§ RECORDS FOR THE TASK:
■ ■ ■ ■ ■
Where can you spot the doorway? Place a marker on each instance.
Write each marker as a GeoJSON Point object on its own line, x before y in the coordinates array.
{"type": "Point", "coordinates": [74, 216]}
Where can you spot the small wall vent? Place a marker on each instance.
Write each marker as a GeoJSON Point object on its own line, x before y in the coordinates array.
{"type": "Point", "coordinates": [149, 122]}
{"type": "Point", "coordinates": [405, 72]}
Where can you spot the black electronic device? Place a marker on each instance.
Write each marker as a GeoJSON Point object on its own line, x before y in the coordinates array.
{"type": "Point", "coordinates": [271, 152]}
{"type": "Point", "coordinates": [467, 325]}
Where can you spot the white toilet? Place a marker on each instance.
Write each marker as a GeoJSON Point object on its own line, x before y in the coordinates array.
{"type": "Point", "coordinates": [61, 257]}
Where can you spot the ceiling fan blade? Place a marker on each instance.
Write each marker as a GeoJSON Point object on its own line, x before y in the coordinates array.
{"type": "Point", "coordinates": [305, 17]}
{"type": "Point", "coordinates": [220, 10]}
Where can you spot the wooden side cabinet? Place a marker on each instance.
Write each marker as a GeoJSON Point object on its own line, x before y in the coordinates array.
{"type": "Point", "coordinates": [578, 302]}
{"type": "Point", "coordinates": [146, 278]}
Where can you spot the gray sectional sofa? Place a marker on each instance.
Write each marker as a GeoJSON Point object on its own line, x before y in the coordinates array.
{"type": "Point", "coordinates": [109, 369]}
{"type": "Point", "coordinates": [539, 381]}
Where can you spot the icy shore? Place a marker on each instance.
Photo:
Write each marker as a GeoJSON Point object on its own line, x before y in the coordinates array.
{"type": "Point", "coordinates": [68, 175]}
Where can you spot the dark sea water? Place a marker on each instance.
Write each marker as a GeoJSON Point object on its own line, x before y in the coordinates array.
■ ■ ■ ■ ■
§ TASK DETAILS: Go through the listing above and list every line that has the word "spot".

§ SOLUTION TO THIS PROBLEM:
Where can you spot the doorway? Place a marker on each instance.
Where can you spot the small wall vent? Place a marker on each instance.
Where can you spot the black electronic device? Place a marker on each instance.
Where can you spot the white toilet? Place a marker on each instance.
Where can you spot the ceiling fan blade? Place a marker on each instance.
Where can you spot the wooden side cabinet? Place a marker on each instance.
Where can you spot the gray sectional sofa? Place a marker on each instance.
Where can you spot the icy shore? Place a marker on each instance.
Where can you spot the dark sea water? Place a marker on each instance.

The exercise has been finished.